_What you should do_
From the essay on holiday traditions below, pull out word for word the passage that opens with "December 21, 2021" and closes with "spotless wooden floor.".

_Page extract_
>> START

Holiday

Embracing My Family's Quirky Holiday Traditions From Far Away

From the Santa mafia of her childhood to poop logs in Catalonia and feasts of fruits de mer in Normandy, a writer reflects on the weird and wondrous holiday traditions we grow to love.

December 21, 2021
Photo by Ty Mecham

Christmas at my mom’s begins with the tree. I wouldn’t call it a tradition so much as her obsession with erecting the perfect hulking evergreen—so tall that its tippy top brushes against our living room ceiling—and decorating it just so with white lights and ornaments, some as old as her adult children, others new additions to replace the broken bulbs of years past. Like the accumulated Christmases under our belts, each ornament has its own story to tell.

Behind the tree there is a sliding glass door, and just outside, a deck that hangs over the open woods, which serves as an annual Christmas tree graveyard. There, the beloved trees will inevitably find themselves on the 27th of December, tossed out just as fast as they were dragged into our home, before their needles even have the chance to turn brown and descend on my mom’s spotless wooden floor.

>> END

_Provided information_

>> START

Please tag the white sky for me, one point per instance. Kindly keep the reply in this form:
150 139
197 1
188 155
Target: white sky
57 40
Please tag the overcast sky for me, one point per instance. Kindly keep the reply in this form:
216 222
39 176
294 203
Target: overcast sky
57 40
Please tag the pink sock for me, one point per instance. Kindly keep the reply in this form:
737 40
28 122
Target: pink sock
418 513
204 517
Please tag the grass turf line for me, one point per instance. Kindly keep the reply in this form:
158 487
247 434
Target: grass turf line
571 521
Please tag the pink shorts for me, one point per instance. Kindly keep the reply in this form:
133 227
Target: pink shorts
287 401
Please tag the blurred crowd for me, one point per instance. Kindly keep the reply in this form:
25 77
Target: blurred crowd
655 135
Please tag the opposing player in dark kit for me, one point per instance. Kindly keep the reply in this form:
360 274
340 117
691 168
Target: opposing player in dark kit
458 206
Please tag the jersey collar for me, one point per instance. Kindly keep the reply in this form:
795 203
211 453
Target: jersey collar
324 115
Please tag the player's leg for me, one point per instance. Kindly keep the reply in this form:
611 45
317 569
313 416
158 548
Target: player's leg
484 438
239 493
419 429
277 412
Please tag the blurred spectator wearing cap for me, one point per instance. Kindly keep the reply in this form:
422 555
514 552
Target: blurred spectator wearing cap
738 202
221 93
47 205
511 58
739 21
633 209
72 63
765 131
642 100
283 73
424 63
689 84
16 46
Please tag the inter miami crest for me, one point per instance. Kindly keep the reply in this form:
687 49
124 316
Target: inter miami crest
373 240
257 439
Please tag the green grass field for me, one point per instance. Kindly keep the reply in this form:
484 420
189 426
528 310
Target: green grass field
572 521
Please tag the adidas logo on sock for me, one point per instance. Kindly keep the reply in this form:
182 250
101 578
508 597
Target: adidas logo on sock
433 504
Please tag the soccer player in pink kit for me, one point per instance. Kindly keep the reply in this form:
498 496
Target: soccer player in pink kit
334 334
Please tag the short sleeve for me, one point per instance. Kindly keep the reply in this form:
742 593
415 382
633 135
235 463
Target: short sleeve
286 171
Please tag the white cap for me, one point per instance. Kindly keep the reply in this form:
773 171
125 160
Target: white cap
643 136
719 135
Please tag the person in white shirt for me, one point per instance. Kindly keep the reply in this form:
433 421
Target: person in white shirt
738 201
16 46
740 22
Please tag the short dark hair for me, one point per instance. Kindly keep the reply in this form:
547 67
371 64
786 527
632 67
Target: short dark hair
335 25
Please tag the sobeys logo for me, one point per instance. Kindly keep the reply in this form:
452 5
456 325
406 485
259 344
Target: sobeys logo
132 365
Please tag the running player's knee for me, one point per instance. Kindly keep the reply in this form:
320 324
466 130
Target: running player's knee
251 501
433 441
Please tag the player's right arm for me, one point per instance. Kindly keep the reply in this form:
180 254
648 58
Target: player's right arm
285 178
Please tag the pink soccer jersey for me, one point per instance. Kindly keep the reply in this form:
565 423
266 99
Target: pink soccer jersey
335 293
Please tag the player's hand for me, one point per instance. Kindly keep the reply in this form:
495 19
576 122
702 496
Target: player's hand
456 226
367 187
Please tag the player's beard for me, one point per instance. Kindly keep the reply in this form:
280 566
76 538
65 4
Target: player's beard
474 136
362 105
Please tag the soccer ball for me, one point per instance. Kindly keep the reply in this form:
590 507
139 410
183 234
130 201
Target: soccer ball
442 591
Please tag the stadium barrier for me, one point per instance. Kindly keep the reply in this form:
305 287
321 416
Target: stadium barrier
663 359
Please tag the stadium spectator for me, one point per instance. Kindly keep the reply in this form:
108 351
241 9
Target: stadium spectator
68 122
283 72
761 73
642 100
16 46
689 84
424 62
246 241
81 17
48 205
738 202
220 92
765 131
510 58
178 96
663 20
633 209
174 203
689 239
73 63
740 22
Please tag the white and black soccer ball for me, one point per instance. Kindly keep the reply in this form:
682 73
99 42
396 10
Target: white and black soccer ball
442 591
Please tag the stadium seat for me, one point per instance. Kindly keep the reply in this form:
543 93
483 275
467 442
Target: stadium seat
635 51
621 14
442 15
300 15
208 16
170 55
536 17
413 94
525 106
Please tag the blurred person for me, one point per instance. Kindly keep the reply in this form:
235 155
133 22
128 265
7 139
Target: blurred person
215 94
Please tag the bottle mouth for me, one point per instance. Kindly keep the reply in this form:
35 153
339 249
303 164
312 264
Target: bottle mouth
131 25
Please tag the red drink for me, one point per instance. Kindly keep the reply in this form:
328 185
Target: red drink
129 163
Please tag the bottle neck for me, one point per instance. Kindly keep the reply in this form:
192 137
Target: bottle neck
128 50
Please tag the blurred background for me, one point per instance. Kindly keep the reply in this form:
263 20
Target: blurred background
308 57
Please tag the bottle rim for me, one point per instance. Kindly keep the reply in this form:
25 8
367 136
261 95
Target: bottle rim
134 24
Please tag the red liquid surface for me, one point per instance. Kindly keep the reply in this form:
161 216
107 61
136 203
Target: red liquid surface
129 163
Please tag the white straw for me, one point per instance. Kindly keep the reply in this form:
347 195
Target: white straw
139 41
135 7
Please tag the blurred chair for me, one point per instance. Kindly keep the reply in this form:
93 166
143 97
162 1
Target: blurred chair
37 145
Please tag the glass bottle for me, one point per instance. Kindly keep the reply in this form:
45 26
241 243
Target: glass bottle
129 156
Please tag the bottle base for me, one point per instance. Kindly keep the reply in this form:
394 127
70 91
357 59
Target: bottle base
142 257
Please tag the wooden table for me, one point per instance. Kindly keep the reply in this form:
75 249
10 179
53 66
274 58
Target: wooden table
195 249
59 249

>> END

_Answer to this exercise_
December 21, 2021
Photo by Ty Mecham

Christmas at my mom’s begins with the tree. I wouldn’t call it a tradition so much as her obsession with erecting the perfect hulking evergreen—so tall that its tippy top brushes against our living room ceiling—and decorating it just so with white lights and ornaments, some as old as her adult children, others new additions to replace the broken bulbs of years past. Like the accumulated Christmases under our belts, each ornament has its own story to tell.

Behind the tree there is a sliding glass door, and just outside, a deck that hangs over the open woods, which serves as an annual Christmas tree graveyard. There, the beloved trees will inevitably find themselves on the 27th of December, tossed out just as fast as they were dragged into our home, before their needles even have the chance to turn brown and descend on my mom’s spotless wooden floor.